(Region labeling records)

..............................

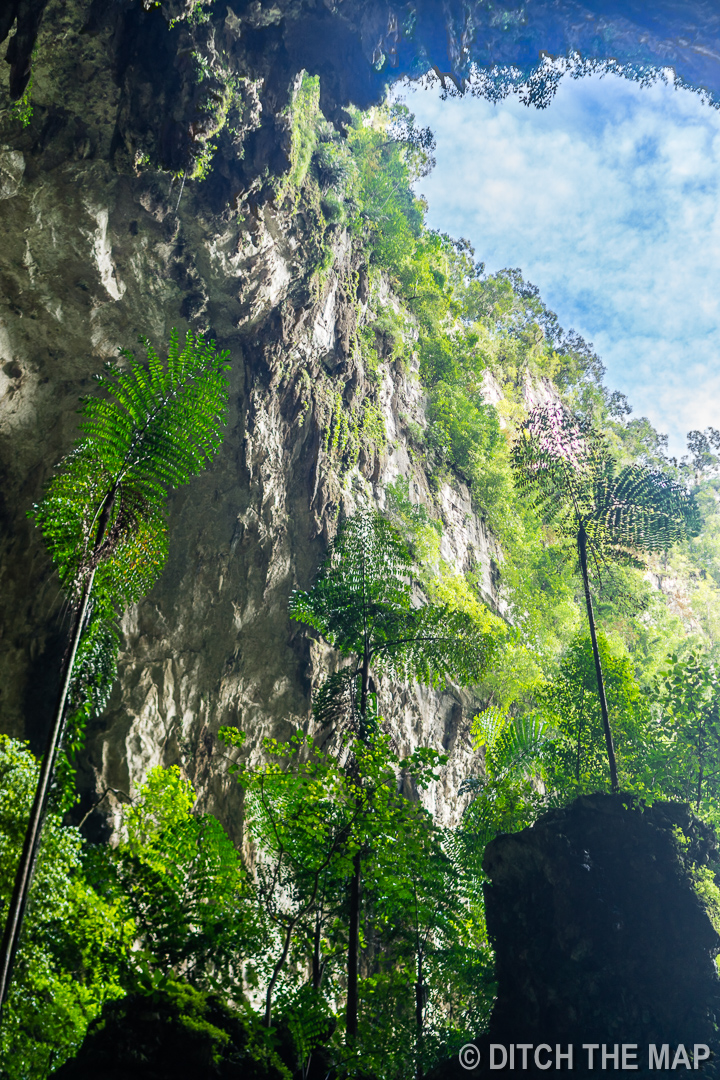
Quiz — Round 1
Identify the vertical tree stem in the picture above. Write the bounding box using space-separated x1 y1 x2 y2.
345 851 361 1039
578 524 620 795
0 569 95 1020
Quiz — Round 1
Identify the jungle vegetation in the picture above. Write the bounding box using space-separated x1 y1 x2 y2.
0 79 720 1080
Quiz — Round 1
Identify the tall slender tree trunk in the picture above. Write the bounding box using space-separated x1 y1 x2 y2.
415 943 425 1080
345 851 361 1039
313 912 325 990
578 525 620 794
0 569 95 1018
345 637 370 1039
262 920 295 1027
0 481 115 1022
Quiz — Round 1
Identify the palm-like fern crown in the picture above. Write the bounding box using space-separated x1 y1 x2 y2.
512 403 699 565
30 330 229 604
290 511 494 686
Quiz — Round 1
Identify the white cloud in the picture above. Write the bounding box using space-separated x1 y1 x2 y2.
406 70 720 453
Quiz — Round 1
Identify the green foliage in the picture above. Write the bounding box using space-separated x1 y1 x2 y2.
10 75 35 127
275 72 323 203
538 632 660 801
0 735 134 1080
30 332 229 775
290 511 494 734
655 649 720 822
512 405 699 565
222 734 492 1076
104 767 255 994
30 332 229 605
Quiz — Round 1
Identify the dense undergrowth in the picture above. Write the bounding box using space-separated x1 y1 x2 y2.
0 78 720 1080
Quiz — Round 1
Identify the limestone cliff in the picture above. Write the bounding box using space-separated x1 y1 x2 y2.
0 0 507 826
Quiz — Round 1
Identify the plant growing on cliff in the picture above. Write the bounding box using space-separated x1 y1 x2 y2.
655 649 720 816
512 403 698 792
290 511 494 1039
0 332 229 1009
0 735 135 1080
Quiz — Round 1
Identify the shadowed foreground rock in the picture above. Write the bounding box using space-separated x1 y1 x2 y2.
54 981 283 1080
441 795 720 1078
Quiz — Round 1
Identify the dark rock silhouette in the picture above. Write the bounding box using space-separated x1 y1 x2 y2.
441 794 720 1078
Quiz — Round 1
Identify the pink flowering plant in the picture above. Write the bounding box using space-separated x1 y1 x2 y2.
512 402 699 792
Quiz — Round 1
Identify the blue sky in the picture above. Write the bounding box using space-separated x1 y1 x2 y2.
399 76 720 454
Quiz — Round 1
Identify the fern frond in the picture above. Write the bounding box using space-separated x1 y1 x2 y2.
30 332 229 605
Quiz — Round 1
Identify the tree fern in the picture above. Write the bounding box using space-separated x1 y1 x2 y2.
512 403 699 792
0 330 229 1007
290 511 494 1040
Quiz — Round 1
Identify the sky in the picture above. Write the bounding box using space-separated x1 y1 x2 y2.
397 76 720 455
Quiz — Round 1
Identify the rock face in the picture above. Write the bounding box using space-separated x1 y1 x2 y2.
0 0 505 835
448 795 720 1076
0 0 720 827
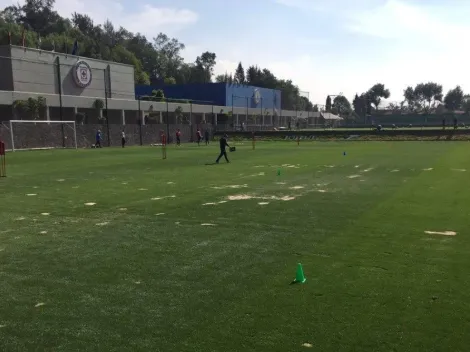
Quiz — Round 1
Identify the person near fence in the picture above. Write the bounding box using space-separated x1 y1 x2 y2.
215 134 230 164
204 129 209 145
95 130 102 148
176 128 181 146
196 128 202 146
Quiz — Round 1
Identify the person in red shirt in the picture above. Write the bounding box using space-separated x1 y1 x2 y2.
196 128 202 146
160 130 166 159
176 128 181 146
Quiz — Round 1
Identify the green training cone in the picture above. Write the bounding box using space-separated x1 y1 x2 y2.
294 263 307 284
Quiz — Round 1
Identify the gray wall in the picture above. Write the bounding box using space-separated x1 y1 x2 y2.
7 46 135 99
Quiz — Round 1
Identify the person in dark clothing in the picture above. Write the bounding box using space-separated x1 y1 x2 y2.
176 128 181 146
215 134 230 164
196 128 202 146
95 130 102 148
121 131 126 148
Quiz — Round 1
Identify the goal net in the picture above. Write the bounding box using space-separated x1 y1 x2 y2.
9 120 77 151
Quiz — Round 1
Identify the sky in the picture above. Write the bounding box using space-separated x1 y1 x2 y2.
0 0 470 104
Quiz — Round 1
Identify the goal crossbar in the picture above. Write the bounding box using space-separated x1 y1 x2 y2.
10 120 78 152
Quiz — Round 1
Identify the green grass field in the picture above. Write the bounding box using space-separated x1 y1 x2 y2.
0 142 470 352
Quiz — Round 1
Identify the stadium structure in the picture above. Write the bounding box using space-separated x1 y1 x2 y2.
0 45 307 126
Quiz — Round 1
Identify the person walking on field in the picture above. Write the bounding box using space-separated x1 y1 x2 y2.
196 128 202 146
204 130 209 145
95 130 102 148
121 131 126 148
215 134 230 164
176 128 181 146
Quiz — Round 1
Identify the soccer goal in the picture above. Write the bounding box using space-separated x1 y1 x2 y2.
10 120 77 151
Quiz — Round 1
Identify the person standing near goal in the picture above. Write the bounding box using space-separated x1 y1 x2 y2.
121 131 126 148
95 130 102 148
204 129 209 145
215 134 230 164
176 128 181 147
196 128 202 146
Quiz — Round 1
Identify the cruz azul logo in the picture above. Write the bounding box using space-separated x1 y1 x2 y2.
73 61 93 88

..............................

_PROBLEM REQUIREMENTS_
Swap "Identify" for "Locate" throughout all the entries and write them out again with everything else unchanged. Leave the pictures out.

_RESULT FOR THIS EXERCISE_
Quiz — Round 1
Locate the vertical tree stem in the picture above. Write the bounding box using space-separated x1 y1 x2 y2.
345 851 361 1039
578 524 620 795
0 569 95 1020
Quiz — Round 1
Locate the jungle vegetation in the picture above. Write the bounding box using space-separated x1 y1 x2 y2.
0 79 720 1080
Quiz — Round 1
Locate the tall slender tree trunk in the picture above. Write the bounding box using space-separated x1 y1 x2 y2.
415 943 425 1080
345 851 361 1039
313 912 325 990
578 525 620 794
0 569 95 1018
345 637 370 1039
262 920 295 1027
0 481 115 1022
Quiz — Round 1
Locate the palm-like fern crown in the picture above. Write the bounding box using space-separated x1 y1 x2 y2.
512 403 699 565
30 330 229 604
290 511 494 686
Quiz — Round 1
Locate the white cloud in the picture above. Write the bounding box using space-separated x1 y1 x2 y2.
406 70 720 453
Quiz — Round 1
Locate the green foliage in the picture above. Write the bounding box using space-separated x1 y1 x2 y2.
10 75 35 127
275 72 323 203
538 632 660 801
0 735 134 1080
30 332 229 775
290 511 494 734
655 649 720 822
512 405 699 565
222 734 492 1076
104 767 255 994
30 332 229 605
Quiz — Round 1
Locate the dense undergrowth in the picture above. Write the bounding box using space-separated x1 y1 x2 y2.
0 78 720 1080
Quiz — Round 1
Locate the limestone cliff in the picture above. Write the bounding box using space-separated x1 y1 x2 y2.
0 0 507 826
Quiz — Round 1
Locate the plant growing on cliff in the picture above. Write the bounding box using space-separated x1 y1 x2 y2.
655 649 720 816
512 403 698 792
290 511 494 1039
0 332 229 1009
0 735 135 1080
Quiz — Round 1
Locate the shadowed foreground rock in the picture above. Write the bounding box using space-separated x1 y1 x2 y2.
54 981 283 1080
441 795 720 1078
Quiz — Round 1
Locate the dark rock silhouette in the picture above. Write the bounding box using space-separated x1 y1 x2 y2.
441 794 720 1078
Quiz — Round 1
Locate the pink flowering plant in the picture above. Write the bounding box using space-separated x1 y1 x2 y2.
512 402 699 792
Quiz — Round 1
Locate the blue sky in the picture above. Write the bounding box using space-separated x1 y1 x2 y2.
399 76 720 454
Quiz — Round 1
Locate the fern frond in the picture above. Write the bounding box using space-separated x1 y1 x2 y2.
30 332 229 605
Quiz — Round 1
Locate the tree fern in the picture above. Write the bounding box using space-separated x1 y1 x2 y2.
512 403 699 792
0 330 229 1007
290 511 494 1040
Quiz — Round 1
Locate the sky in the picture above. Write the bounding box using space-separated x1 y1 x2 y2.
397 76 720 455
Quiz — Round 1
Locate the rock face in the picture above. Write the bounding box using space-separated x1 y1 x2 y2.
0 0 505 835
448 795 720 1076
0 0 720 827
Quiz — Round 1
Locate the person near fence in the picture above. Write the bounding box using space-separated x1 y1 x2 y2.
215 134 230 164
204 129 209 145
95 130 102 148
176 128 181 146
196 128 202 146
Quiz — Round 1
Locate the person in red shirt in the picture above. Write the bounding box using space-separated x1 y1 x2 y2.
196 128 202 146
160 130 166 159
176 128 181 146
Quiz — Round 1
Locate the green training cone in the picture above. Write the bounding box using space-separated x1 y1 x2 y2.
294 263 307 284
Quiz — Round 1
Locate the gray wall in the picture above. Write the bounding box using space-separated x1 y1 x2 y2.
7 46 135 99
Quiz — Round 1
Locate the person in dark clothing in the picture above. Write the bounding box using space-separated x1 y1 x2 y2.
176 128 181 146
215 134 230 164
196 128 202 146
95 130 102 148
121 131 126 148
Quiz — Round 1
Locate the goal net in the picture above. Write the bounding box using space-separated x1 y1 x2 y2.
9 120 77 151
Quiz — Round 1
Locate the sky in the picture above. Write the bounding box using space-separated x1 y1 x2 y2.
0 0 470 104
Quiz — Round 1
Locate the goal crossbar in the picture above. Write the bounding box using space-separated x1 y1 x2 y2.
10 120 78 152
Quiz — Round 1
Locate the green grass field in the picture above. Write the bounding box using space-separated x1 y1 x2 y2.
0 142 470 352
Quiz — Round 1
Locate the stadium structure in the picture above. Write the bounding box using space-separated x1 y1 x2 y2.
0 45 307 126
Quiz — Round 1
Locate the person walking on field in the picture above. Write the bounding box using space-separated x1 y1 x2 y2.
196 128 202 146
204 130 209 145
95 130 102 148
121 131 126 148
215 134 230 164
176 128 181 146
Quiz — Round 1
Locate the soccer goal in the picture above. Write the bounding box using space-separated x1 y1 x2 y2.
10 120 77 151
Quiz — Round 1
Locate the person standing near goal in the picture above. Write the bounding box using space-separated x1 y1 x2 y2.
121 131 126 148
95 130 102 148
204 129 209 145
215 134 230 164
176 128 181 147
196 128 202 146
Quiz — Round 1
Locate the cruz azul logo in the picture above. Write the bounding box using space-separated x1 y1 x2 y2.
73 61 93 88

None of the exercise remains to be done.